### Quoted passage
--- begin ---
In fact, I remember the first year this family and the rest of the team from Pasadena Covenant Church came to “dwell among us”, and I will let this story conclude my reflection today.

The first day of the afternoon camps, we were disappointed by the vary small number of kids who showed up and so decided to hit the streets in hope of recruiting more kids to come. The week before the group from Pasadena had arrived, there had been a gang murder that had taken the life of a very prominent gang member in our community. Large red shrines still stood boldly on Adams, nearby to where he had fallen, and we had warned our visiting friends about not wearing red that week, walking away from anyone who was wearing gang colors, and having in general a heightened sense of awareness for their safety. And a few weeks before that, a young girl had been shot in the face while playing basketball, in the same park that we were using to host our sports camp.

As we walked the streets and talked with kids and families, we could feel the fear and tension that our neighbors were living with, and we could understand why many of the parents were afraid to send their kids outside, and especially anywhere near the park.

In spite of these obstacles, we were able to make contact with a whole crew of kids and it wasn’t long before the camps were full and moving at full speed. As I walked down the street with Jamie, a San Marino physician who had come to Vacation to L.A. with her husband and three young children, still looking for any last kids to invite, she suddenly interrupted me and began to pull me toward the other side of the street. I looked up and saw what she had seen: a group of fifteen or twenty men approaching, all dressed entirely in red.
--- end ---
### Problem description
Check whether each statement below agrees with the camp story above. For each, answer yes or no and quote the words from the story that settle it.
1. The group from Pasadena arrived the week after a gang murder in the community.
2. The sports camp was held in a different park from the one where a young girl had been shot.
3. Jamie came to Vacation to L.A. by herself.

### Records provided
--- begin ---
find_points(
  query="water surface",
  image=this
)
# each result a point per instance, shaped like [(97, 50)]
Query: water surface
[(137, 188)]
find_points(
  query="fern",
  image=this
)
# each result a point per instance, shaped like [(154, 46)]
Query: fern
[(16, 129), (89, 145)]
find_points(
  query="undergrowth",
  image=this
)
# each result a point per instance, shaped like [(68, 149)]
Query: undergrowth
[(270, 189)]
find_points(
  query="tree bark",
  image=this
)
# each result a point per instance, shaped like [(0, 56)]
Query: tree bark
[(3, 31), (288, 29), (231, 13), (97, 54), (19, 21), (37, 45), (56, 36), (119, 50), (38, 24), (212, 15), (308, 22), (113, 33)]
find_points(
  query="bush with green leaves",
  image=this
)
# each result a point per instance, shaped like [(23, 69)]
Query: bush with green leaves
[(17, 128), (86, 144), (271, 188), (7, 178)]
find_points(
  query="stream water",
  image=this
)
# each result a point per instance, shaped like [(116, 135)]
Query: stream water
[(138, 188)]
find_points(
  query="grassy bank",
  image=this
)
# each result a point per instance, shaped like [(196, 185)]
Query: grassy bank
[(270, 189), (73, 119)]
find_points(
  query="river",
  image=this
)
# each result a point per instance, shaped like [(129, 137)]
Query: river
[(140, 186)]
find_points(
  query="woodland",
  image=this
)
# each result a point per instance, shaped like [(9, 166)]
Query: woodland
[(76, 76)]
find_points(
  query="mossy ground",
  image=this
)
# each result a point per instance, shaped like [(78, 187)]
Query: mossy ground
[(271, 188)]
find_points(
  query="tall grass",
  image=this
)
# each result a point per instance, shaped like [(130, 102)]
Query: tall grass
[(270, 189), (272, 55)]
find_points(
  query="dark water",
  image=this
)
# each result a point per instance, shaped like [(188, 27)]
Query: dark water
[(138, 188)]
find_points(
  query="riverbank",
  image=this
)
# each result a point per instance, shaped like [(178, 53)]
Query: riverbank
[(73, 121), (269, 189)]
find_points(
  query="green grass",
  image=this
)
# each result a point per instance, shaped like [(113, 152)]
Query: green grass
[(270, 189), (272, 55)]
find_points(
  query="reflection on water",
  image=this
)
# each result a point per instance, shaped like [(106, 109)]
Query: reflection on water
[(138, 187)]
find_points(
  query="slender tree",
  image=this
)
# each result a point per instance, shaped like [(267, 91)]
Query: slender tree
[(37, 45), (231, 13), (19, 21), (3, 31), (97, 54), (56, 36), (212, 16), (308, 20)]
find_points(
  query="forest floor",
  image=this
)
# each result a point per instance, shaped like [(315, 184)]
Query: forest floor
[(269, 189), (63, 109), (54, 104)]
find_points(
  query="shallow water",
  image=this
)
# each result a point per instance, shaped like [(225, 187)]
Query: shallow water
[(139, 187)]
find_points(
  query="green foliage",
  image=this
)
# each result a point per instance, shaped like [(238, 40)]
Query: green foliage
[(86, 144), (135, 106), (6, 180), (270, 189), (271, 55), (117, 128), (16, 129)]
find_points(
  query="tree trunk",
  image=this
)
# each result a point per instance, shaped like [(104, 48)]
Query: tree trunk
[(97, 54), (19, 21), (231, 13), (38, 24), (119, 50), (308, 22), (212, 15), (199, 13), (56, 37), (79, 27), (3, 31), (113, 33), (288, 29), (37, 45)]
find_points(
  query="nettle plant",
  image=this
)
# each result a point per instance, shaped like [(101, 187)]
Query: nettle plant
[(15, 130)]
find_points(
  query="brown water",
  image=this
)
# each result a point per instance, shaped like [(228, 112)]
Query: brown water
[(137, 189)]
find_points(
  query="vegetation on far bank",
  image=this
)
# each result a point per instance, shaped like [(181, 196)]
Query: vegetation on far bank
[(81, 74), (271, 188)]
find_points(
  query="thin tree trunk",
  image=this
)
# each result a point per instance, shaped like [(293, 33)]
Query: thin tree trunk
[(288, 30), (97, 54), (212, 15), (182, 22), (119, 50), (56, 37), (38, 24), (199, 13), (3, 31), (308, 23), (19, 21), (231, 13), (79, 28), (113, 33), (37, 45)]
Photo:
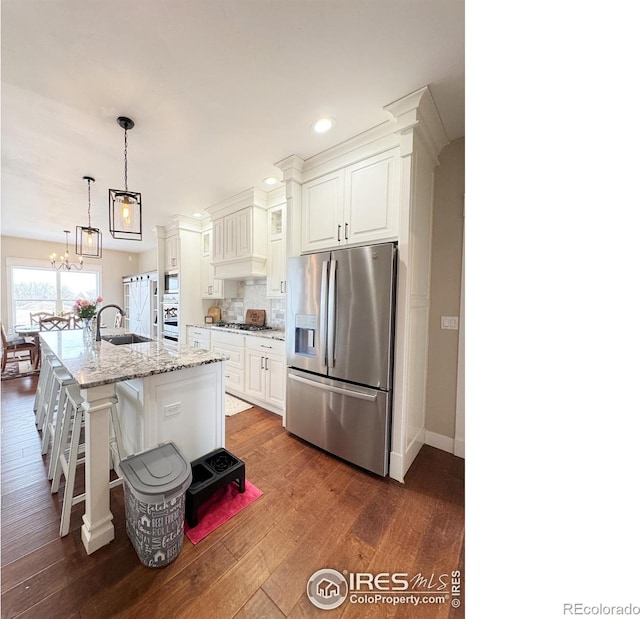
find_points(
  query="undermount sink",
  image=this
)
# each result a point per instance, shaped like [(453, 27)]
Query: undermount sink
[(127, 338)]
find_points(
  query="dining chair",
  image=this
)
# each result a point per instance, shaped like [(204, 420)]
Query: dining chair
[(37, 316), (14, 345), (54, 323)]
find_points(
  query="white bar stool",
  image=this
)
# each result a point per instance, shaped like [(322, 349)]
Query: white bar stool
[(60, 379), (67, 459), (48, 364)]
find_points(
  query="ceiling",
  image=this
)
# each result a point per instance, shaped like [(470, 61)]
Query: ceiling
[(219, 90)]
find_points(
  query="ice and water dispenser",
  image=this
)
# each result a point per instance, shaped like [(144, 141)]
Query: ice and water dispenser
[(306, 334)]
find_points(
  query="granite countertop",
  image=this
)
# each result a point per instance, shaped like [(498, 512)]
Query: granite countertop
[(272, 334), (100, 363)]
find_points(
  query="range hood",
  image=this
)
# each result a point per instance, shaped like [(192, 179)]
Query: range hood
[(240, 236)]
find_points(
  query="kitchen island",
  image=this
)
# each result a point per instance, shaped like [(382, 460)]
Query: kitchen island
[(165, 392)]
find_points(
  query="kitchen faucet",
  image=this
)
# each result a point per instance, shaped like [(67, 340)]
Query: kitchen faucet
[(104, 307)]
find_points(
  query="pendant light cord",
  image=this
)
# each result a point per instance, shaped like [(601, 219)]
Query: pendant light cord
[(126, 188), (89, 194)]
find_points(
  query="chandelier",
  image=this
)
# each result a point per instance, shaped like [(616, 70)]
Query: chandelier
[(62, 261), (89, 239), (125, 207)]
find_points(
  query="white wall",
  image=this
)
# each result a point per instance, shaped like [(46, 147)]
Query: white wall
[(446, 272)]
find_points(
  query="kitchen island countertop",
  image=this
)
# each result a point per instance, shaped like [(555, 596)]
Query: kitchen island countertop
[(164, 392), (99, 363)]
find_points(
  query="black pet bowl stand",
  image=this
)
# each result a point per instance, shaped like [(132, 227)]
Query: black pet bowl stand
[(210, 473)]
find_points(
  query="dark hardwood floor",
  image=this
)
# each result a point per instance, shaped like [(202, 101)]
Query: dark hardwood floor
[(316, 512)]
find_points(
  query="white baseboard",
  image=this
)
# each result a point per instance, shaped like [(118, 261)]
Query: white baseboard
[(445, 443)]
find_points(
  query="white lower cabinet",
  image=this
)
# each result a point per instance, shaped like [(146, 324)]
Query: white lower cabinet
[(255, 370), (265, 365), (231, 345)]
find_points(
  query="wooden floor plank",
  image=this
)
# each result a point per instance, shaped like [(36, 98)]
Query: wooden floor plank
[(316, 511)]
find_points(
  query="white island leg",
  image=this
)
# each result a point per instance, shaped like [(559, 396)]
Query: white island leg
[(97, 528)]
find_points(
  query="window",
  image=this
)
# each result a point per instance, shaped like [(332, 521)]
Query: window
[(32, 287)]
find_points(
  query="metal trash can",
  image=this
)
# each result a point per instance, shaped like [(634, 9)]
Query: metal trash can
[(155, 484)]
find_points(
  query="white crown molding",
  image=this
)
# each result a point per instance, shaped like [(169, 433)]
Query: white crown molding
[(291, 167), (416, 115)]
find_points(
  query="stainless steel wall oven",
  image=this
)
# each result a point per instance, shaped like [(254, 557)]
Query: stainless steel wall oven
[(170, 318)]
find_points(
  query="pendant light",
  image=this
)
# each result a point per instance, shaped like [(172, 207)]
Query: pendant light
[(89, 239), (62, 261), (125, 207)]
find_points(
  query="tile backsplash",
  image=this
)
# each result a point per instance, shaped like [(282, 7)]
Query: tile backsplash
[(253, 295)]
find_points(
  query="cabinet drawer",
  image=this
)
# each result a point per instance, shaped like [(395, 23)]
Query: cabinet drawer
[(229, 339), (266, 345), (235, 354), (199, 342), (233, 379)]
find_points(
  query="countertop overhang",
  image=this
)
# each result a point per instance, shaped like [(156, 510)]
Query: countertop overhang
[(93, 364)]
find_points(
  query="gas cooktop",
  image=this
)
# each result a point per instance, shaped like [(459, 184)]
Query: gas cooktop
[(243, 326)]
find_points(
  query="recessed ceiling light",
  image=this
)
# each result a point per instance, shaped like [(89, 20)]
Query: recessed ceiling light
[(323, 124)]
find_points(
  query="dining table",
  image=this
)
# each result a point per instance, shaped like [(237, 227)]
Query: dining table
[(32, 331)]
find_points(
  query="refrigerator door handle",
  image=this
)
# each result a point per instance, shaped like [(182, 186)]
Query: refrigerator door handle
[(322, 344), (331, 322), (369, 397)]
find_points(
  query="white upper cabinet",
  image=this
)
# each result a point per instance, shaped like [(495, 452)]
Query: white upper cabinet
[(172, 252), (277, 252), (140, 303), (353, 205)]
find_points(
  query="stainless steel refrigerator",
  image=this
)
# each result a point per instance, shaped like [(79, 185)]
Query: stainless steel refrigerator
[(340, 330)]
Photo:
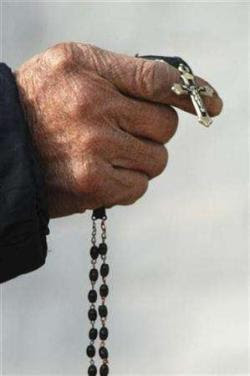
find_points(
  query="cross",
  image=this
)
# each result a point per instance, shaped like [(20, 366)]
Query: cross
[(189, 87)]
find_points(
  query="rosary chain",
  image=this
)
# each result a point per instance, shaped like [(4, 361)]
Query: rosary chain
[(95, 251)]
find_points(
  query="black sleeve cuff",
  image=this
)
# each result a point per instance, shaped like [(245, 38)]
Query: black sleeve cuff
[(24, 214)]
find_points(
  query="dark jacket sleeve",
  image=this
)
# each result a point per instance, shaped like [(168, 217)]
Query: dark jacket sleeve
[(23, 202)]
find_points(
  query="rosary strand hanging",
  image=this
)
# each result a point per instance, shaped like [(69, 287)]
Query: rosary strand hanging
[(95, 252), (186, 86)]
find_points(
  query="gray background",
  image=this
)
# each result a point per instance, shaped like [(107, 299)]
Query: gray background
[(178, 302)]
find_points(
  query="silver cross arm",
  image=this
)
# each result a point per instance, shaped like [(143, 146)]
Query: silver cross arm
[(189, 87)]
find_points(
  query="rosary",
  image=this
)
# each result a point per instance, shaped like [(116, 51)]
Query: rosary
[(187, 87)]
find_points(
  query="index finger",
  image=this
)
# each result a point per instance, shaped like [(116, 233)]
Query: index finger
[(150, 80)]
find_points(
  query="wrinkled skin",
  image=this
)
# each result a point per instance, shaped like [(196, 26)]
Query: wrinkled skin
[(99, 122)]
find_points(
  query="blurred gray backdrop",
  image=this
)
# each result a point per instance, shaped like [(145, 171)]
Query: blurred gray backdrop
[(178, 301)]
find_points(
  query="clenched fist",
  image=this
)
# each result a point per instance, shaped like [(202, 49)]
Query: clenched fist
[(99, 121)]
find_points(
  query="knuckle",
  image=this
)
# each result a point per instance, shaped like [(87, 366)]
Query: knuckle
[(171, 126), (137, 192), (87, 178), (161, 160), (61, 55), (150, 77)]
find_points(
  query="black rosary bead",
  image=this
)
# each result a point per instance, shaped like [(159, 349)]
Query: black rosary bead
[(104, 270), (94, 252), (92, 314), (93, 334), (93, 274), (104, 370), (103, 249), (103, 333), (92, 370), (103, 352), (92, 296), (91, 351), (103, 311), (104, 290)]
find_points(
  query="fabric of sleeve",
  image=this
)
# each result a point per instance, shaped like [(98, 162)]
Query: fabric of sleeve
[(24, 214)]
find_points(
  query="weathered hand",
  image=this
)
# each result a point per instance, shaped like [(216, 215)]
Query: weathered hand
[(99, 121)]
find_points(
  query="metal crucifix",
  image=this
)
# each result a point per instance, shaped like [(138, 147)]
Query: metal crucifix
[(189, 87)]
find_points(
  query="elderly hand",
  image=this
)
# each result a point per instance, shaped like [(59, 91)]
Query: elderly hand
[(99, 121)]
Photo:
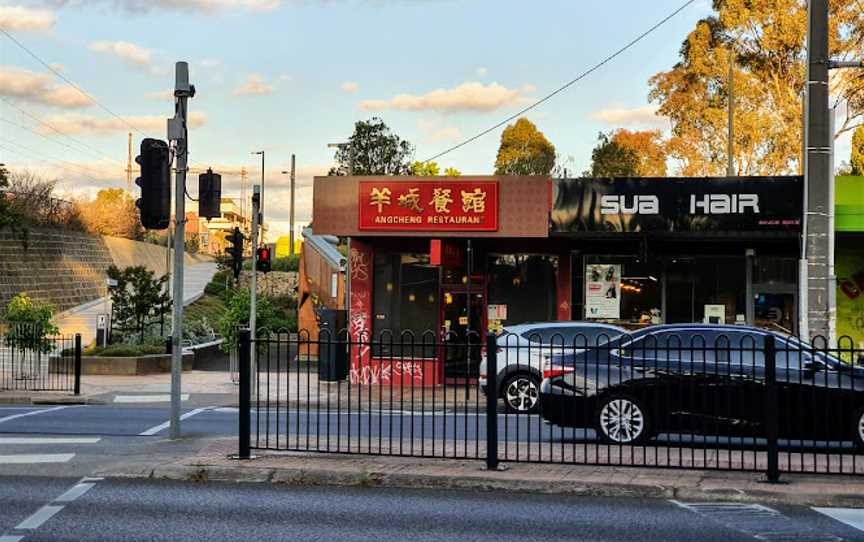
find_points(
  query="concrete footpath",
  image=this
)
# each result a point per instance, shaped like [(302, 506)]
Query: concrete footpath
[(212, 463)]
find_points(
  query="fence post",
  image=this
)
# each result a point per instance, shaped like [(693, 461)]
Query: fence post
[(491, 402), (245, 365), (77, 364), (773, 474)]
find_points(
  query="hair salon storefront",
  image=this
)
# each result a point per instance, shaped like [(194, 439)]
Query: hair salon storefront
[(442, 257)]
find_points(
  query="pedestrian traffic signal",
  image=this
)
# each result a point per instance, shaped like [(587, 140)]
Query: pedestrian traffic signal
[(235, 240), (262, 260), (155, 182), (209, 194)]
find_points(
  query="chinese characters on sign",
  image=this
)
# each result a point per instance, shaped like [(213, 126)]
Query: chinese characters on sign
[(428, 205)]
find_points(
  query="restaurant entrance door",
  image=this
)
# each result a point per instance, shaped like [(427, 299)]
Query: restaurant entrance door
[(463, 322)]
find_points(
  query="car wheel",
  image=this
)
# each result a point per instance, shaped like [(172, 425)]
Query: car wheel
[(621, 419), (858, 429), (521, 394)]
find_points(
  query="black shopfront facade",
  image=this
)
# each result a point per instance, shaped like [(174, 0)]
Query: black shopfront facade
[(681, 250)]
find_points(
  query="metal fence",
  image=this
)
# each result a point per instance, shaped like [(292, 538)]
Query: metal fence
[(33, 361), (710, 399)]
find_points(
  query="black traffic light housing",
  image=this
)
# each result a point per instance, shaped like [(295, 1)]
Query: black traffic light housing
[(235, 239), (262, 259), (155, 183), (209, 195)]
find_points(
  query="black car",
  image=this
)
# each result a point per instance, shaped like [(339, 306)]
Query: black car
[(702, 379)]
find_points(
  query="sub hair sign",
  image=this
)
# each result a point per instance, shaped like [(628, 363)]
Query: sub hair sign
[(428, 205)]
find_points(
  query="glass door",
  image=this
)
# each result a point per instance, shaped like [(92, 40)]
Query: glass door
[(463, 322)]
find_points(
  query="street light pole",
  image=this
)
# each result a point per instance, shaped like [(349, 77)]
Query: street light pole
[(291, 208)]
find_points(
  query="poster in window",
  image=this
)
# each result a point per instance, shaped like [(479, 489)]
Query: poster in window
[(603, 291)]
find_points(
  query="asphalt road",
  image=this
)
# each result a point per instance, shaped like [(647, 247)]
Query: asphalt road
[(38, 508)]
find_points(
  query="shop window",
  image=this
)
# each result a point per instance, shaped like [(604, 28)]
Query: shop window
--- end ---
### Response
1. Yes: "The week before the group from Pasadena had arrived, there had been a gang murder that had taken the life of a very prominent gang member in our community."
2. No: "a young girl had been shot in the face while playing basketball, in the same park that we were using to host our sports camp."
3. No: "had come to Vacation to L.A. with her husband and three young children"